■ **PROVIDED PASSAGE**
++++++++++

Last Thursday, the head of that team was fired alongside hundreds of other NOAA employees. Bret Collier, who holds a PhD in biology, started running the Ecosystem Dynamics branch at the Great Lakes Environmental Research Laboratory in Michigan last May. Like most other “probationary” employees across NOAA and the National Weather Service—those who were new to the federal workforce, took on new positions or were promoted—he received a late afternoon email notifying him that he was being fired, effective at 5 PM.
NOAA is best known for its weather forecasts that alert people about the path of oncoming hurricanes, tornadoes and tsunamis. Its lesser-known “wet side” operations perform a long list of vital services baked into the operations of other federal agencies and private businesses, often in sparsely-staffed offices. Close allies of Trump—including several now serving in his administration—laid out plans to virtually abolish the entire agency in Project 2025, clearing the way for private companies like Accuweather to snap up lucrative new government contracts for work that has long been considered a public service. Elon Musk’s team at the so-called Department of Government Efficiency reportedly intends to cut NOAA’s staff in half, and has already moved to cancel leases for its labs and office spaces around the country.
These cuts mean NOAA staff will be forced to take “a more constrained approach to mission-specific operations moving forward,” said Collier. That means “longer time lapses between data collection and data dissemination, especially safety data.” Real-time observations and monitoring “may not be real-time anymore,” he added.

++++++++++

■ **RECORD EXCERPTS**
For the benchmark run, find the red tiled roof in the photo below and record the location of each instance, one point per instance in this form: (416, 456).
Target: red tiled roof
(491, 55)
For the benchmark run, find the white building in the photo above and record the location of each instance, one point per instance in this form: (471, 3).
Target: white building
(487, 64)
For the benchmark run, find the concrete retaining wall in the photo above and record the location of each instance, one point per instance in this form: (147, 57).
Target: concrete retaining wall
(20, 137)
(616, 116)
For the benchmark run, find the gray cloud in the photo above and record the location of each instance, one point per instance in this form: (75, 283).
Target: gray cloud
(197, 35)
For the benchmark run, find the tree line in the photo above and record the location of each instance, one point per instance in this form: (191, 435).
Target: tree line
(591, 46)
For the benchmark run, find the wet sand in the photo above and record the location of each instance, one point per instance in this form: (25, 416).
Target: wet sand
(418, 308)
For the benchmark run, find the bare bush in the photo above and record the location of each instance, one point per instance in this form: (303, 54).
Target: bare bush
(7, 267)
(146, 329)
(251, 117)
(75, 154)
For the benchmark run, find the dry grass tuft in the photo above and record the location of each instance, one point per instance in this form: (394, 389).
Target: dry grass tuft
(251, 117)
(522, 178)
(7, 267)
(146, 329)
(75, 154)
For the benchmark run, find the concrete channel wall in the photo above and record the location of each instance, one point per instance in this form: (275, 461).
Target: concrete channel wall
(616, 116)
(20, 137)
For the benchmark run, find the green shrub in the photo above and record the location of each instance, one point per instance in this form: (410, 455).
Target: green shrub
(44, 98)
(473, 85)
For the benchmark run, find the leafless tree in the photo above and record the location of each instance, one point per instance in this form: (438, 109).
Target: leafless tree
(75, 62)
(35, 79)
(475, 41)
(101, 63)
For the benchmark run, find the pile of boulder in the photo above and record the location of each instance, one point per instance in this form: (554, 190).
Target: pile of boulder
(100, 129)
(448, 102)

++++++++++

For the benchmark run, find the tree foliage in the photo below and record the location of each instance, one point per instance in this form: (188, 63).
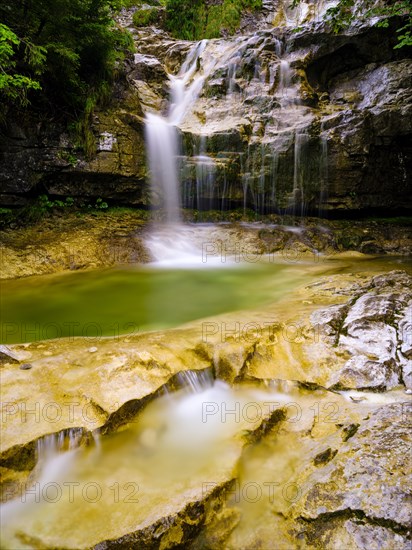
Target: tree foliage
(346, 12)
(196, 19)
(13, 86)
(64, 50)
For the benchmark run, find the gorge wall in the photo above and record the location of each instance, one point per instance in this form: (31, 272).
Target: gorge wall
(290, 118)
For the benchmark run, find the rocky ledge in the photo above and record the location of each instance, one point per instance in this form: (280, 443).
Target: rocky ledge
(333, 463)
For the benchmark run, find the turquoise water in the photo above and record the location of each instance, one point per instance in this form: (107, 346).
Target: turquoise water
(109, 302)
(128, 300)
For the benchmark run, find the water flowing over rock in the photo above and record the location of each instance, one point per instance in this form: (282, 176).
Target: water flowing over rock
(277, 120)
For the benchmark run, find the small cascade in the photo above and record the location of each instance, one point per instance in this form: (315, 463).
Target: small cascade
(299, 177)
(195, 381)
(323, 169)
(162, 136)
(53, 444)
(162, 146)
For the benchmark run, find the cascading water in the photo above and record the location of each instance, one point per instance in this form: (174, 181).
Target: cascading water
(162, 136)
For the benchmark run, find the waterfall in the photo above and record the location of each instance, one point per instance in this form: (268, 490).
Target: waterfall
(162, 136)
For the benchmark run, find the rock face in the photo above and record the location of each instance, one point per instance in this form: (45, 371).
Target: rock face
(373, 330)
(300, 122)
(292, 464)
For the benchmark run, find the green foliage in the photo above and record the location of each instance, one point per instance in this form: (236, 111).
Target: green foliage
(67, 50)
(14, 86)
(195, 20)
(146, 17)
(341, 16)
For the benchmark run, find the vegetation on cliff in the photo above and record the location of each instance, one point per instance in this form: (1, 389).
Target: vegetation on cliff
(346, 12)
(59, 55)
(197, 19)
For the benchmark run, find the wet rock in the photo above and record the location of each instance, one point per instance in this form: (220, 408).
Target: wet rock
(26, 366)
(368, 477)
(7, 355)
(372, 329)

++++++++++

■ **CHECK YOUR UNDERSTANDING**
1. In the NOAA article, rewrite everything from "NOAA is best" down to "around the country.", swapping "hurricanes" for "cyclones".
2. Extend the article on NOAA staff firings past its final paragraph.

■ **YOUR RESPONSES**
1.
NOAA is best known for its weather forecasts that alert people about the path of oncoming cyclones, tornadoes and tsunamis. Its lesser-known “wet side” operations perform a long list of vital services baked into the operations of other federal agencies and private businesses, often in sparsely-staffed offices. Close allies of Trump—including several now serving in his administration—laid out plans to virtually abolish the entire agency in Project 2025, clearing the way for private companies like Accuweather to snap up lucrative new government contracts for work that has long been considered a public service. Elon Musk’s team at the so-called Department of Government Efficiency reportedly intends to cut NOAA’s staff in half, and has already moved to cancel leases for its labs and office spaces around the country.

2.
Aside from emails that have gone out to all federal employees encouraging them to take “higher productivity” jobs in the private sector and list their recent accomplishments, Collier said he had never been contacted to ask what his team did or the risks that might be posed by axing them, or about whether doing so would endanger programs mandated by federal legislation. Other fired NOAA employees I spoke with said that firings in their departments had been similarly indiscriminate.
A 2014 microsystin outbreak in Lake Erie—shallower and warmer than the other Great Lakes, and therefore more prone to large-scale algal blooms—left nearly half a million people in Toledo and surrounding areas without water for three days. Harmful algal blooms of the sort GLERL monitors are estimated to cost the U.S. $50 million per year nationwide through damage to public health, fisheries, and coastal restoration. That figure could rise as these phenomena grow more frequent in a warming climate.
As soon as she got word she was being fired, Cooley said “the race was on” to pass on necessary information to the rest of her team before her internet access was cut off and she lost access to her federal email and IT systems. “There was a whole lot to do, as fast as possible.”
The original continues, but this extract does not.